--- START Source data ---
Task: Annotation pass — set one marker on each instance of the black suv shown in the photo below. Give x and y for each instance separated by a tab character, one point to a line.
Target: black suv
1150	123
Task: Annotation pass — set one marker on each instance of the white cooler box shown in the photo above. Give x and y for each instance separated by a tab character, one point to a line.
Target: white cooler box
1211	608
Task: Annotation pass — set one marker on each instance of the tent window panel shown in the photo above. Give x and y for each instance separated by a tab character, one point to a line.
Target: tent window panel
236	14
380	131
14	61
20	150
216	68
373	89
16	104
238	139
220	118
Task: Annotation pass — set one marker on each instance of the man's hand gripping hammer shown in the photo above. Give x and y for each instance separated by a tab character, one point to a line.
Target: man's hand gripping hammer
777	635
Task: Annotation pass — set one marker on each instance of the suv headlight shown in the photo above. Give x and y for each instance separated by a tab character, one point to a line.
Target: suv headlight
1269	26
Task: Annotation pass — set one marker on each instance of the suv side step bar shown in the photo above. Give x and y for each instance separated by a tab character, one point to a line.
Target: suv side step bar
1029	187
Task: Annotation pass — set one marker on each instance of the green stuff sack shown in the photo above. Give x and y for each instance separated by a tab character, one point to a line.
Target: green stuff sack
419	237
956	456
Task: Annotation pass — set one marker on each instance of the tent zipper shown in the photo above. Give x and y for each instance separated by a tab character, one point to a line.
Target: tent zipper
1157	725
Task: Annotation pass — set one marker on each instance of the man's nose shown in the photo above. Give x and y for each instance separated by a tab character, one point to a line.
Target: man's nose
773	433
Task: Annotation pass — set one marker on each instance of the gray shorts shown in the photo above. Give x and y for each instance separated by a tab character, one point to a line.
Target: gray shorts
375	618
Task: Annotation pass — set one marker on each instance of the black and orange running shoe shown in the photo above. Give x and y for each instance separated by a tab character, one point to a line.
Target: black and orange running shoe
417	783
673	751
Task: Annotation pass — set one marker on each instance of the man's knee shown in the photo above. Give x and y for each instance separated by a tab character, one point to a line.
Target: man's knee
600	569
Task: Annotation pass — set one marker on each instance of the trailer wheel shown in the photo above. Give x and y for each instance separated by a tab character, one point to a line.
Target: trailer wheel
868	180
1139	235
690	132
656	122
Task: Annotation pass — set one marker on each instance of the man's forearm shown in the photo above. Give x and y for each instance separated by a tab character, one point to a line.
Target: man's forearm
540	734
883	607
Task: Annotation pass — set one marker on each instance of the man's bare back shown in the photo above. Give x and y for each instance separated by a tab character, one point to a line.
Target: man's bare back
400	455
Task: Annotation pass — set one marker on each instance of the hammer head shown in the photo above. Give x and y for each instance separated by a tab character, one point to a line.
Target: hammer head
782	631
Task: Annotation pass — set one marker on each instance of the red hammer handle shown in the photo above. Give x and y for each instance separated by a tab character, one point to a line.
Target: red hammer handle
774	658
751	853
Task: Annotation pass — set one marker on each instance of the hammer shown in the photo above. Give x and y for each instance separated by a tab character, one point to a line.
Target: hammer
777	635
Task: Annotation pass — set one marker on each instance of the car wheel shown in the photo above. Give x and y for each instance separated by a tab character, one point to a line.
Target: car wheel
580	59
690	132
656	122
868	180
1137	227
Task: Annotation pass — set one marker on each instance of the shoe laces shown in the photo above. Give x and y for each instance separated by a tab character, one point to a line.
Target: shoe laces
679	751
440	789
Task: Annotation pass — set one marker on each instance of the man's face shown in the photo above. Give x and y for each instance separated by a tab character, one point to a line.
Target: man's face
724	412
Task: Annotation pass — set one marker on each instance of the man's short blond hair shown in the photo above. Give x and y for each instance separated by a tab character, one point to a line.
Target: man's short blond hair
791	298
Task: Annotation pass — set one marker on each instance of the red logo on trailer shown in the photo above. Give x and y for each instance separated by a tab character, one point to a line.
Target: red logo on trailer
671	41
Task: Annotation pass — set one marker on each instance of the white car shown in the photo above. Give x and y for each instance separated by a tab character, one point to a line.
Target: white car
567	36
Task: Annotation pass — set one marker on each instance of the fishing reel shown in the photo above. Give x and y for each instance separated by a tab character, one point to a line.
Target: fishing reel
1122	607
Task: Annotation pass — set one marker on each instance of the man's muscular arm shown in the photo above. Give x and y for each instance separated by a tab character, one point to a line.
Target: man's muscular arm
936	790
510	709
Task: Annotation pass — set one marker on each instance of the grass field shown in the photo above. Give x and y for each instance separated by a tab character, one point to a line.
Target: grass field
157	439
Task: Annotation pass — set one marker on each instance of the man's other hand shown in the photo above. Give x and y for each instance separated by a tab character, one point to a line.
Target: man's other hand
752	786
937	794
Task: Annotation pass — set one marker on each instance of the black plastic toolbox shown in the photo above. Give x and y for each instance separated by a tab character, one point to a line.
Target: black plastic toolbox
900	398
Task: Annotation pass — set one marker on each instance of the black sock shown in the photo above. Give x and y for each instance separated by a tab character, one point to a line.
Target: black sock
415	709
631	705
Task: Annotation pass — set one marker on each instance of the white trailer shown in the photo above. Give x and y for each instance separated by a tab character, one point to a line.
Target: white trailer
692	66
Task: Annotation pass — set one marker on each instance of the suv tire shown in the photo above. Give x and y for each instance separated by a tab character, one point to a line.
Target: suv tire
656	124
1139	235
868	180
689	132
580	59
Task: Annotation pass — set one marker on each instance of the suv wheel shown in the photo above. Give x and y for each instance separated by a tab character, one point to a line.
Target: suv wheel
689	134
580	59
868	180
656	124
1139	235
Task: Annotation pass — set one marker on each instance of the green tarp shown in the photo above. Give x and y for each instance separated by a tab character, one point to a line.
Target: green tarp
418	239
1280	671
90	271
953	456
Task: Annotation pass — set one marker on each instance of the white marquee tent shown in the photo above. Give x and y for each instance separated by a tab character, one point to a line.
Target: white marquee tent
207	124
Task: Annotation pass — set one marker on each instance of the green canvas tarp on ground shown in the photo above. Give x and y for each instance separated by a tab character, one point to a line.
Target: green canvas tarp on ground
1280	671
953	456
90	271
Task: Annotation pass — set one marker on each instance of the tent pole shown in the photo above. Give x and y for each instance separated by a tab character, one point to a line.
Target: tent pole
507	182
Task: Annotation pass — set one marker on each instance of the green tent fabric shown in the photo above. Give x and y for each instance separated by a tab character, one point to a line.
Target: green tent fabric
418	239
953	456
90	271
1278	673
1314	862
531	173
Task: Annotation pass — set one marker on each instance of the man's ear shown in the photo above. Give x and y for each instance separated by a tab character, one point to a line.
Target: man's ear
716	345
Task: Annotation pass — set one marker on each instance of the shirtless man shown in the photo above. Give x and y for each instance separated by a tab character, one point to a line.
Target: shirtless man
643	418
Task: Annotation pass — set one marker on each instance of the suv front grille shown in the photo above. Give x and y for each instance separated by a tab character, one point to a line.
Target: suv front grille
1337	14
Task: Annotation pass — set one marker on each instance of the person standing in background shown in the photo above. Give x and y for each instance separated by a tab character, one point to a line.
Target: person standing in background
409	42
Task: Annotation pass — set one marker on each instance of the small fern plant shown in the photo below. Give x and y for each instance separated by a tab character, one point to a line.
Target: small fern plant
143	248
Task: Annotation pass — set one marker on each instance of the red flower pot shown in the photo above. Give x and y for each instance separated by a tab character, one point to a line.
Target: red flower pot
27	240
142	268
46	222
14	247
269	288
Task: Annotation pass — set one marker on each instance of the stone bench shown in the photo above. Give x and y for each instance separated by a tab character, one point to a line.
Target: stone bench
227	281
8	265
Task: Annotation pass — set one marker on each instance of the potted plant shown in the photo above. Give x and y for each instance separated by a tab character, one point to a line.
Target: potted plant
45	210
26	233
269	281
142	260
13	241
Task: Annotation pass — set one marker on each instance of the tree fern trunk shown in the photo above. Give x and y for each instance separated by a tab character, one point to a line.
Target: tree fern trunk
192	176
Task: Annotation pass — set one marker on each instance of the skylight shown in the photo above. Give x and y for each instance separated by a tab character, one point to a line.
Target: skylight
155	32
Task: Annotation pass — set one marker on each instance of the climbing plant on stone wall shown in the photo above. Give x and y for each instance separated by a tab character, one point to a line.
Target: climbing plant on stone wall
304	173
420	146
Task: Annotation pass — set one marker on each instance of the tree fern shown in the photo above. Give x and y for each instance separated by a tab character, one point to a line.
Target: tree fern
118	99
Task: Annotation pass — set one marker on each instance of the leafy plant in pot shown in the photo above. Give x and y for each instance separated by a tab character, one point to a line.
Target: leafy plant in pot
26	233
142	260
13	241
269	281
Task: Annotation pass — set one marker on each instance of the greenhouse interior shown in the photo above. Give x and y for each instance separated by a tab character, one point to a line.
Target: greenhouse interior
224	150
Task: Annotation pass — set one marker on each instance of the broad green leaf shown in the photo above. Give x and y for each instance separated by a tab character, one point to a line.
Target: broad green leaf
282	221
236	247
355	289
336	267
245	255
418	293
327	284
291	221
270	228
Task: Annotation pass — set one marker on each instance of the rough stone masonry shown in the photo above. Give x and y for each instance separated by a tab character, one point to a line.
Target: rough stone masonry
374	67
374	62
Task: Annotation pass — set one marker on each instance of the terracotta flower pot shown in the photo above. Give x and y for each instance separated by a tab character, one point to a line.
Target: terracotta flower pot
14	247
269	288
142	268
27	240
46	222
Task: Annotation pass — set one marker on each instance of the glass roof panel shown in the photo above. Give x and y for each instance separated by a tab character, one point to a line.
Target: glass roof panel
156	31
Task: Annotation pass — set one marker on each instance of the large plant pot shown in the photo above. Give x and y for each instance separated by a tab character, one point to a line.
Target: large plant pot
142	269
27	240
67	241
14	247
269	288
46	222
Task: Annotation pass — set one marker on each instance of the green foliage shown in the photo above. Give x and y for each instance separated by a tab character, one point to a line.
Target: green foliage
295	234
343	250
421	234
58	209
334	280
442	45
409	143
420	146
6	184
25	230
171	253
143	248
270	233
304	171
--- END Source data ---
§ Problem statement
Give back exactly the lines beginning at the one with "of the broad" and ending at the final line of the material; both boundary lines belong in it.

§ Complete answer
Task: Annotation pass — set one marker on each instance of the broad green leaf shown in the photo above. Give x and y for each instance separated by a tab character, one point to a line.
Target: broad green leaf
282	221
236	247
355	289
336	267
245	255
418	293
327	284
291	221
270	228
Task: Annotation pass — set one marker on each instance of the rough stone masonry shown in the photo above. Give x and y for each instance separated by a tab character, one point to a line.
Target: rough stone masonry
374	67
374	62
Task: Annotation pass — set one marker on each instance of the terracotta flower pot shown in the photo above. Give x and y for each instance separated by a tab character, one point to a line.
Target: terracotta flower pot
14	247
269	288
142	268
27	240
46	222
Task: Annotation pass — set one marker on each instance of the glass roof panel shown in the photo above. Give x and y for each instance separated by a tab character, one point to a line.
Target: glass roof panel
156	31
Task: Annotation pass — set one marker on each instance of the large plant pot shown in the photo above. Give x and y for each instance separated by a tab character, one point to a line.
Target: large plant pot
142	269
27	240
67	241
14	247
269	288
46	222
Task: Annotation pass — set one marker on each instance of the green foliage shown in the photo above. Give x and y for each instance separated by a tab character, one point to a line.
Target: green foliage
295	234
343	250
421	234
58	209
334	280
442	45
409	143
420	146
6	184
25	230
171	253
143	248
270	233
304	171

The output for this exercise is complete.